◆ Required actions ◆
**a)** According to the text on reward hacking, why does a reward model end up scoring samples far outside its training support? Answer in one to three sentences.
**b)** Please summarize the text on reward hacking in two sentences.

Reward is central to reinforcement learning, but often hard to define, engineer, and easy hacked.
by Haytham ElFadeel - [email protected]
2025
Reward hacking occurs when a reinforcement learning (RL) agent exploits flaws or ambiguities in a proxy reward function to achieve high rewards without genuinely learning or completing the intended task. The core reason reward hacking occurs is the unobservability of the true reward function, which forces us to replace it with a simplified, underdefined proxy.
Mathematically, Let $u(x, y)$ be the true (unobservable) utility of a response y to prompt x. RL replaces $u$ with a learned proxy $r_\phi(x, y)$. Policy optimization then solves something like:
$\max_\pi \; \mathbb{E}{y \sim \pi(\cdot|x)}\left[r\phi(x, y)\right] - \beta \,\mathrm{KL}(\pi \,\|\, \pi_{\text{ref}})$
As soon as optimization pressure becomes strong, Goodhart’s law kicks in: the policy actively searches for regions where $r_\phi$ is high but poorly aligned with u. KL regularization slows this down but does not eliminate it.
Reward models are trained on a static dataset of human comparisons. Policy optimization changes the output distribution. This creates a distribution shift problem: the reward model is asked to score samples far outside its training support.

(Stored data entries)

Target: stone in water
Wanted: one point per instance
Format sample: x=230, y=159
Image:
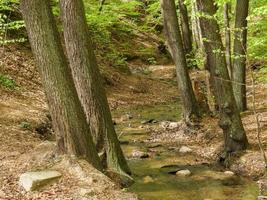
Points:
x=33, y=180
x=184, y=172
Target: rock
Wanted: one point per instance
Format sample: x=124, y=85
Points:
x=139, y=154
x=124, y=142
x=126, y=117
x=173, y=125
x=170, y=125
x=262, y=197
x=154, y=145
x=185, y=149
x=229, y=173
x=149, y=121
x=148, y=179
x=184, y=172
x=33, y=180
x=170, y=169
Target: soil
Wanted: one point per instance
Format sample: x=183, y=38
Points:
x=24, y=109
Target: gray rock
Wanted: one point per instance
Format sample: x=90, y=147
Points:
x=173, y=125
x=139, y=154
x=33, y=180
x=154, y=145
x=229, y=173
x=170, y=169
x=262, y=197
x=184, y=172
x=185, y=149
x=148, y=179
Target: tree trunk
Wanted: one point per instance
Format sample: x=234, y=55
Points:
x=88, y=84
x=240, y=48
x=230, y=121
x=227, y=8
x=186, y=31
x=190, y=105
x=69, y=120
x=196, y=28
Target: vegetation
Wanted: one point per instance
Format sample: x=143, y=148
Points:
x=212, y=51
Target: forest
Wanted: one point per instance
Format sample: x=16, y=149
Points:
x=133, y=99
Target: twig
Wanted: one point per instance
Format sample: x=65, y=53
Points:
x=257, y=119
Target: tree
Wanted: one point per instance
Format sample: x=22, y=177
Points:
x=89, y=85
x=196, y=27
x=240, y=46
x=172, y=31
x=186, y=31
x=69, y=120
x=227, y=8
x=234, y=134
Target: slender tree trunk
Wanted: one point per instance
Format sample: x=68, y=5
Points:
x=240, y=48
x=69, y=120
x=186, y=31
x=227, y=10
x=174, y=40
x=88, y=83
x=196, y=28
x=230, y=121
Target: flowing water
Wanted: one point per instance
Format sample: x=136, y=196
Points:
x=207, y=182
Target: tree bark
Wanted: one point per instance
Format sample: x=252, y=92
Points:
x=227, y=8
x=88, y=82
x=230, y=121
x=69, y=120
x=196, y=28
x=240, y=48
x=174, y=40
x=186, y=31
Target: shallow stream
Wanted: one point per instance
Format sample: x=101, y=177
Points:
x=152, y=182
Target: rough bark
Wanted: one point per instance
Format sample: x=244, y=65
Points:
x=240, y=46
x=230, y=121
x=227, y=10
x=69, y=120
x=174, y=40
x=185, y=27
x=196, y=28
x=89, y=85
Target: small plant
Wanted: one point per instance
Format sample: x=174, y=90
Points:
x=7, y=82
x=26, y=125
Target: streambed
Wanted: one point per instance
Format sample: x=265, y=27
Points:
x=206, y=182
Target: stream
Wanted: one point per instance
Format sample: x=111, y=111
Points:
x=152, y=180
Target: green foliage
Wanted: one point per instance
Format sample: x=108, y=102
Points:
x=153, y=15
x=7, y=82
x=261, y=75
x=115, y=16
x=10, y=24
x=257, y=41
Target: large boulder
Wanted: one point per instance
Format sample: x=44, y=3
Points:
x=33, y=180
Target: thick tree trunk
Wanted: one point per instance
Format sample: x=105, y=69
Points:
x=88, y=83
x=186, y=31
x=230, y=121
x=69, y=120
x=227, y=8
x=240, y=48
x=190, y=105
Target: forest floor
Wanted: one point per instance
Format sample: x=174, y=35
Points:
x=24, y=110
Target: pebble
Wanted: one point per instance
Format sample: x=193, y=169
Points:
x=184, y=172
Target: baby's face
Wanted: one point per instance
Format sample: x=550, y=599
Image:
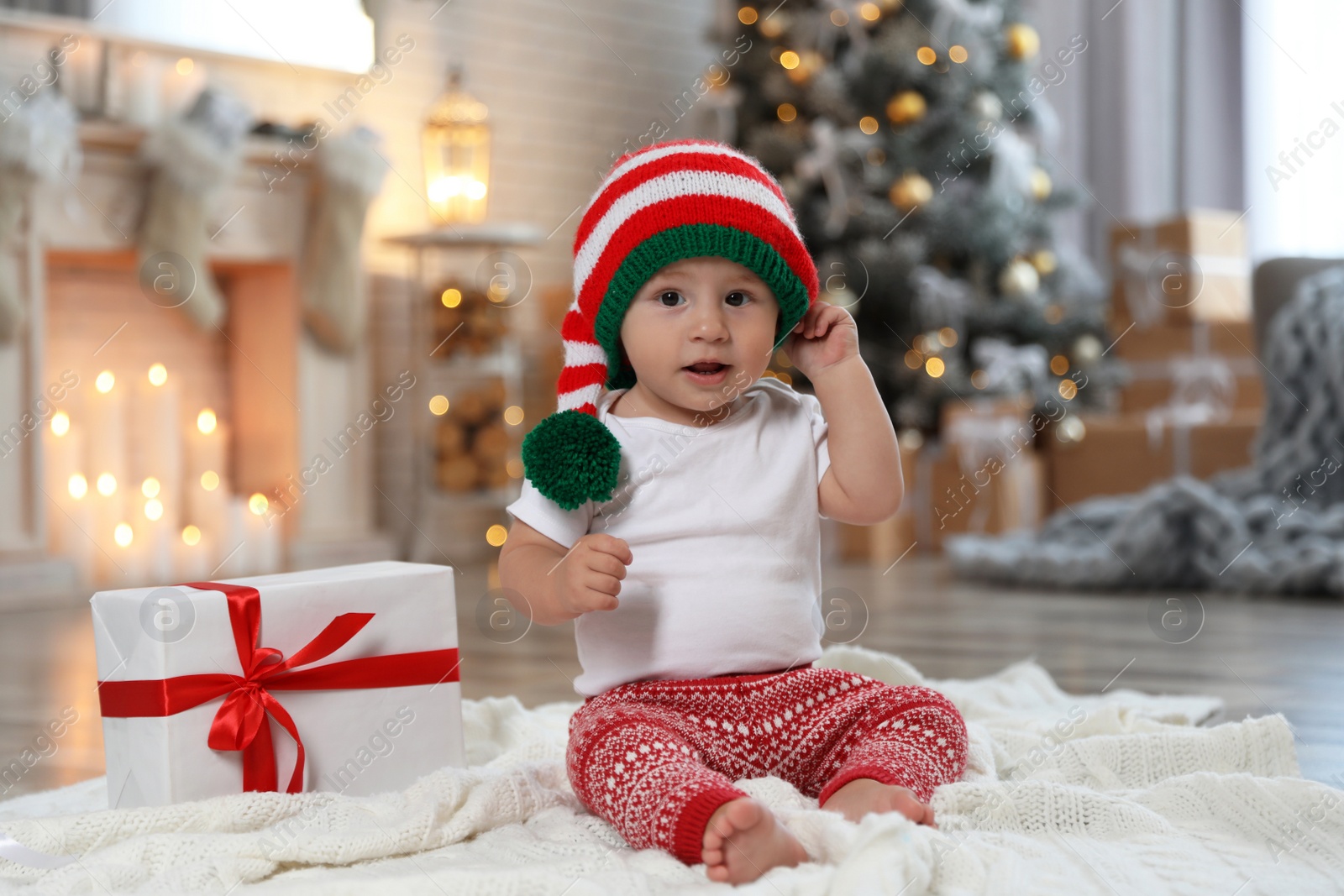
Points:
x=699, y=309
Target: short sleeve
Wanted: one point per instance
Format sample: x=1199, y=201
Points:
x=549, y=517
x=820, y=429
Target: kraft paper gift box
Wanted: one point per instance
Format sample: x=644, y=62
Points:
x=202, y=691
x=1186, y=269
x=1126, y=453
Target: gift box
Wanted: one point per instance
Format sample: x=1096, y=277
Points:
x=1126, y=453
x=1191, y=379
x=1222, y=338
x=1191, y=268
x=990, y=493
x=340, y=680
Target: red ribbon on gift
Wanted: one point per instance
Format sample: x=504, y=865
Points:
x=241, y=720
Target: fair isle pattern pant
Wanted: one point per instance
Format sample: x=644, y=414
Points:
x=656, y=758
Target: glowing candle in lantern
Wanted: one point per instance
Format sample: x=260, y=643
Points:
x=207, y=492
x=104, y=422
x=262, y=537
x=156, y=445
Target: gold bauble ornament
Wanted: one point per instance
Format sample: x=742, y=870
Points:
x=1023, y=40
x=1088, y=349
x=1041, y=184
x=1019, y=278
x=911, y=191
x=906, y=107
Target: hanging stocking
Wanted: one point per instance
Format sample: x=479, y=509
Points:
x=194, y=159
x=39, y=141
x=349, y=174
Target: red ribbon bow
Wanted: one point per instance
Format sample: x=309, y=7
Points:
x=241, y=720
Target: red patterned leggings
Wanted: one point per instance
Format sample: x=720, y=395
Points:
x=656, y=758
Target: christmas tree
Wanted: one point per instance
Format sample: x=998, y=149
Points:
x=914, y=141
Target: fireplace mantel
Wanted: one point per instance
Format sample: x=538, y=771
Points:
x=289, y=391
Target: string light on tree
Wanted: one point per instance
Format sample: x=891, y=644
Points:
x=911, y=191
x=960, y=275
x=906, y=107
x=987, y=107
x=1041, y=184
x=1088, y=349
x=1019, y=278
x=1021, y=40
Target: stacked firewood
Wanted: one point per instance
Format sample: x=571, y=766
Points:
x=474, y=441
x=465, y=322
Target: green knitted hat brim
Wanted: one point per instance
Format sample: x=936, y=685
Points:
x=694, y=241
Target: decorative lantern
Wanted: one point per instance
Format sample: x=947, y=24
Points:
x=457, y=145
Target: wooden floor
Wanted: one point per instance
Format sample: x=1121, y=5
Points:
x=1260, y=656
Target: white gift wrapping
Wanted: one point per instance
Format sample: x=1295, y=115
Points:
x=356, y=741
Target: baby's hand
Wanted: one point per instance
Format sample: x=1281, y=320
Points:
x=827, y=335
x=591, y=575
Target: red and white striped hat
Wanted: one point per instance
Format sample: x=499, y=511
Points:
x=659, y=204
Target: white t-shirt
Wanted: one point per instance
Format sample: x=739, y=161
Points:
x=722, y=521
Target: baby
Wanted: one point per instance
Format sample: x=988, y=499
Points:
x=674, y=515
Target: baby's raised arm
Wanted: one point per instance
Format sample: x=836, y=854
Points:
x=562, y=584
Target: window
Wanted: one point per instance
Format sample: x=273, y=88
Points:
x=1294, y=127
x=327, y=34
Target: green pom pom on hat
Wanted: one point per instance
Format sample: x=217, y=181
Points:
x=571, y=458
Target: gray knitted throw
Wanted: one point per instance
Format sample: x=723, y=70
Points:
x=1276, y=527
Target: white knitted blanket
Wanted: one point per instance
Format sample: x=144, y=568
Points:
x=1137, y=799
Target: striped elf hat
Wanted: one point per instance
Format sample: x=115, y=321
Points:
x=659, y=204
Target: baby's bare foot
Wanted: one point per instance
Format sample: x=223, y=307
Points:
x=862, y=795
x=743, y=840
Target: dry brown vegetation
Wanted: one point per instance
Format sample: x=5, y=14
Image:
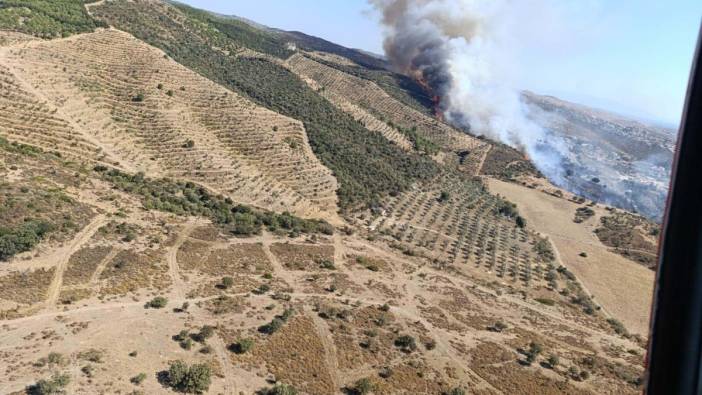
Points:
x=435, y=288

◆ Task-by-task answers ◆
**a)** The reward model is trained on a static dataset of human comparisons, but policy optimization changes the output distribution. This distribution shift means the reward model must score samples far outside the data it was trained on.

**b)** Reward hacking happens when a reinforcement learning agent exploits flaws or ambiguities in a proxy reward function to get high rewards without truly completing the intended task, because the true reward function can't be observed and must be replaced by a simplified proxy. Under strong optimization pressure the policy seeks regions where the proxy is high but poorly aligned with true utility, which KL regularization slows but doesn't stop, and a distribution shift makes the reward model score samples far outside its training support.